### Text for analysis
Yes. Because I had mentally committed to buying that car. Correct. Because I had already gotten an offer on that car that had accepted. Yes. I didn't want to go back. And when the saleserson said my boss is being the bad cop, right? I relented. Yes. This technique can be used by parents or should be used by parents for child rearing also. Parents, please pay attention. Yes. If you want children to do something or not do something, do not threaten them into temporary compliance, right? Okay. Then they're just doing it under duress.
Try to convince them that this is the right thing to do. Okay. Here is an experiment, Jonathan Freriedman. Okay. There was a toy robot, very nice robot that any children would like to play. Yeah. Okay. He showed this to two sets of students. Okay. For the first set of students were told that okay I'm keeping this here but do not play with it. If you play with it I will get angry there will be severe consequences. Okay. Second set of students he didn't threaten them with consequences. Right?
He just told them that you know don't play with this robot because playing with this robot is wrong and you're not the kind of child who does wrong things like this. Okay. Then like a couple of weeks later, five toys were kept. One of them was this robot and four other toys less attractive than the robot. Robot was clearly the best toy toy, right? And then the children were left alone with these toys. From the first set who were threatened with severe consequences, 66% were not able to stop themselves from playing with the robot.
Okay. Okay, only 33% didn't play with the robot. But in the second set where the students thought of themselves as good students who don't do wrong things and playing with the robot is a wrong thing, right? 77% didn't play with the robot. Only 23% succumb to the temptation. Right? Because the students at that point had taken it upon themselves as had committed to themselves that they were good kids and good kids do not do not play with robot. So they had to remain consistent to that persona. Correct.
######
Questions to answer:
1. Do these statements agree with the text about the toy robot experiment? (a) Five toys were set out, and the robot was one of them. (b) The second set of students was warned of severe consequences. (c) In the second set, 77% did not play with the robot. Answer yes or no for each, quoting the deciding words.
2. What instructions does the speaker give to parents in the text about the toy robot experiment? List every one.
### Provided data
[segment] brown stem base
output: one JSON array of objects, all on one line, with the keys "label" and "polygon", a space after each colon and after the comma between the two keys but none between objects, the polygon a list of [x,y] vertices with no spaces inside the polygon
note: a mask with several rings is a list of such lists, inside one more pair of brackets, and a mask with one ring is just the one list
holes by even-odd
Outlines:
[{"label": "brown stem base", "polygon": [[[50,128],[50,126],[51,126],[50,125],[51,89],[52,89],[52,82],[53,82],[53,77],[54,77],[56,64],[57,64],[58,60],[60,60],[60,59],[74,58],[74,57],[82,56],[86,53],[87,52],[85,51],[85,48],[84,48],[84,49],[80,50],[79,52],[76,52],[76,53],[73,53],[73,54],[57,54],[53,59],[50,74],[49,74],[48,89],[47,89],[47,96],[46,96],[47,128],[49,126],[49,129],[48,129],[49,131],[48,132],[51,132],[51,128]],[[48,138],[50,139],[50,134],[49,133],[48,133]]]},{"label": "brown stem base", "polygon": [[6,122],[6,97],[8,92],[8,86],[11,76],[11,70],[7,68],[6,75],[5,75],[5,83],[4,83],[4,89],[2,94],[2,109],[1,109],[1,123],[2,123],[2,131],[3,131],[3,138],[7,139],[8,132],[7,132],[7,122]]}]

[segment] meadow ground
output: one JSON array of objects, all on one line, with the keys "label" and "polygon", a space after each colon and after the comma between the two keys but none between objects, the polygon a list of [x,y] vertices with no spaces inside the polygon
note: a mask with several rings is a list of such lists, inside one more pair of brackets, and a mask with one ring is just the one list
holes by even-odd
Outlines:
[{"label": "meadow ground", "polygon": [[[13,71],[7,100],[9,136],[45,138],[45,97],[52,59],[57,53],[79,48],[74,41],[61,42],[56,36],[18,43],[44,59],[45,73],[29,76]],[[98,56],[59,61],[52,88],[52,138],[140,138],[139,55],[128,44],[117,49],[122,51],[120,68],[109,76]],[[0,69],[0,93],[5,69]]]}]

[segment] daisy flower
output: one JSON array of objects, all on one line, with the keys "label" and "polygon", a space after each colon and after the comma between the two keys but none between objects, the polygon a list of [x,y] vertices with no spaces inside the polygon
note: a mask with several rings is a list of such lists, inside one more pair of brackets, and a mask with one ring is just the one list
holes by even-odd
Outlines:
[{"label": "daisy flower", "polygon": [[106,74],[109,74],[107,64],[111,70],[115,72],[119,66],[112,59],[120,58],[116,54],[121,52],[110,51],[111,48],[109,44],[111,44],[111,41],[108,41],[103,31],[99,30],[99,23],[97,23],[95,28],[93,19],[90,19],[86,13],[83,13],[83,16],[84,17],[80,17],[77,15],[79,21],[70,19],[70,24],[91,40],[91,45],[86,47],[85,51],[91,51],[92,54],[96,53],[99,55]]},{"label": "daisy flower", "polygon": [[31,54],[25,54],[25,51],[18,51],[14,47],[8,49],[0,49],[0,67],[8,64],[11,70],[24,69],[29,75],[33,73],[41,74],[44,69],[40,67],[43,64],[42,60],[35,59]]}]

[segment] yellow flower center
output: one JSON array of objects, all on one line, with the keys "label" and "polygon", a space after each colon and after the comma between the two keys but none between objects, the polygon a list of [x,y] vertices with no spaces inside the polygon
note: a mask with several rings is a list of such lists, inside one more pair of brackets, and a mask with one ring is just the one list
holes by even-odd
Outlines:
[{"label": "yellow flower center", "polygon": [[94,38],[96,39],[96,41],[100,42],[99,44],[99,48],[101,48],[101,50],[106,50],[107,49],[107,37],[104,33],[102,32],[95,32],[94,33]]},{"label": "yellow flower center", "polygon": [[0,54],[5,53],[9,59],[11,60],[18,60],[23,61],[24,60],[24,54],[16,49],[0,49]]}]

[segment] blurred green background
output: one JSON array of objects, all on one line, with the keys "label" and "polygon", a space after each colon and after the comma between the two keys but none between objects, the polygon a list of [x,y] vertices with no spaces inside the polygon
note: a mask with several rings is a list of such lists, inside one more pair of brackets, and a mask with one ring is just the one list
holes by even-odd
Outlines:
######
Answers per task:
1.
(a) Yes: "five toys were kept. One of them was this robot"
(b) No: "Second set of students he didn't threaten them with consequences."
(c) Yes: "77% didn't play with the robot."

2.
1. "Parents, please pay attention."
2. "If you want children to do something or not do something, do not threaten them into temporary compliance"
3. "Try to convince them that this is the right thing to do."